На противопоставлении Света и Мрака, их посланников выстраивает картину планетарного Космоса русский визионер — Великого Света над дольнею ночью: “Внутри нашей галактики системою, полностью освободившейся от демонических начал, является Орион — макробрамфатура необычайного могущества духовного Света. Тот же, кто будет созерцать в рефлектор великую туманность Андромеды, увидит воочию другую галактику, не знавшую демонических вторжений никогда. Это мир, с начала до конца восходящий по ступеням возрастающих блаженств. Среди миллионов галактик Вселенной таких миров немало, но наша галактика, к сожалению, не входит в их число. Давно низвергнутые из макробрамфатуры Вселенной, силы Восставшего ведут в мирах нашей галактики безостановочную, неустанную, миллионы форм приобретающую борьбу против сил Света”.
Архитектоническая система вселенных, предложенная Д.Андреевым, которая одновременно становится и методом религиозного познания, вызывает у многих верующих смущение смелостью концепции, которая ничуть не противоречит, на самом деле, христианству, ибо создавалась на его основе и уточнялась с его позиций. Д.Андреев всегда был, во все, даже самые запретные годы, активно верующим, а во время войны, служа в похоронной команде, читал над убитыми заупокойные молитвы. Не раз его посещали видения именно в церкви. (Сочинения К.Войтылы, особенно пьеса “Иеремия”, где через видение дана встреча главного героя Петра Скарги с библейским пророком, невольно наводят на мысль о его провиденциальных способностях, хотя, может быть, это больше относится к национальной традиции — романтик Словацкий слыл визионером, однако как отделить художественный прием у поэта от мистического видения?)

### [ЗАДАНИЕ 1]
Воспроизведите дословно отрывок из фрагмента о мироздании у Д.Андреева, начиная со слов «Архитектоническая система вселенных, предложенная» и продолжая до слов «от мистического видения?)».
### [ЗАДАНИЕ 2]
Переведите на английский язык предложение из фрагмента о мироздании у Д.Андреева: «Это мир, с начала до конца восходящий по ступеням возрастающих блаженств».

Фрагменты набора данных об указании на объекты
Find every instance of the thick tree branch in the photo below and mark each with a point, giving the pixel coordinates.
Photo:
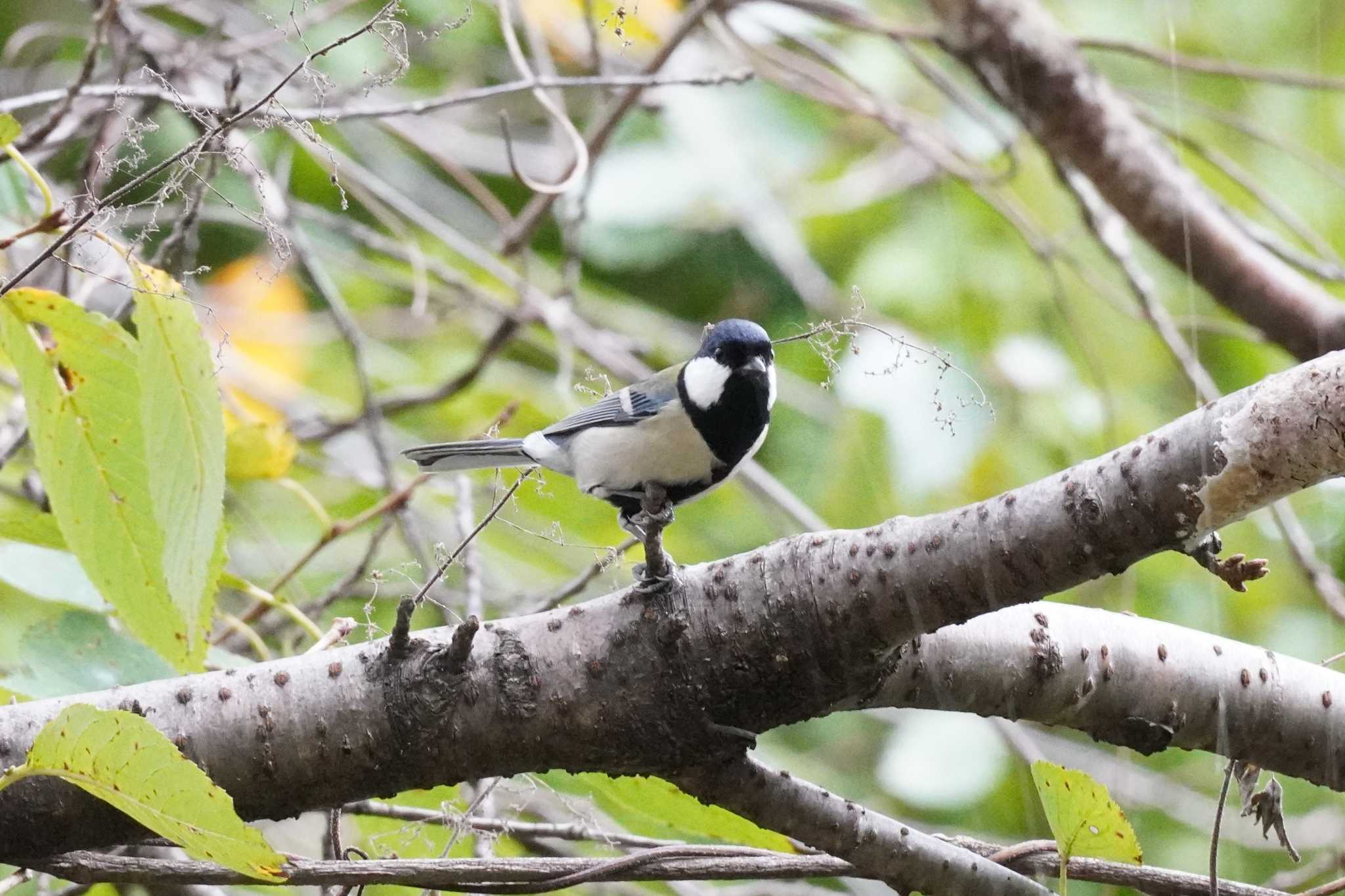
(1038, 73)
(743, 644)
(1130, 681)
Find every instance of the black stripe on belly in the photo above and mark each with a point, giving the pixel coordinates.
(732, 425)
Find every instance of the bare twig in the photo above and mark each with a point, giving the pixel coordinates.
(223, 127)
(581, 158)
(100, 33)
(409, 399)
(517, 829)
(583, 580)
(1146, 879)
(486, 521)
(299, 114)
(596, 140)
(1214, 832)
(466, 875)
(1207, 66)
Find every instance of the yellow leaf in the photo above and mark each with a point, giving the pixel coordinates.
(257, 448)
(1083, 817)
(263, 324)
(631, 33)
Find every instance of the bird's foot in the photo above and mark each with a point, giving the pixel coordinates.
(648, 582)
(662, 517)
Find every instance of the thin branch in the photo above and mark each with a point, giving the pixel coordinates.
(223, 127)
(412, 398)
(35, 136)
(1146, 879)
(1214, 832)
(583, 580)
(1025, 60)
(876, 844)
(518, 829)
(470, 536)
(467, 875)
(581, 158)
(328, 114)
(530, 217)
(1207, 66)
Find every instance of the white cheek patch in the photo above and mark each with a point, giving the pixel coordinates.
(705, 379)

### [ПОЛНЫЙ ОТВЕТ 1]
Архитектоническая система вселенных, предложенная Д.Андреевым, которая одновременно становится и методом религиозного познания, вызывает у многих верующих смущение смелостью концепции, которая ничуть не противоречит, на самом деле, христианству, ибо создавалась на его основе и уточнялась с его позиций. Д.Андреев всегда был, во все, даже самые запретные годы, активно верующим, а во время войны, служа в похоронной команде, читал над убитыми заупокойные молитвы. Не раз его посещали видения именно в церкви. (Сочинения К.Войтылы, особенно пьеса “Иеремия”, где через видение дана встреча главного героя Петра Скарги с библейским пророком, невольно наводят на мысль о его провиденциальных способностях, хотя, может быть, это больше относится к национальной традиции — романтик Словацкий слыл визионером, однако как отделить художественный прием у поэта от мистического видения?)

### [ПОЛНЫЙ ОТВЕТ 2]
It is a world that, from beginning to end, ascends the steps of ever-increasing bliss.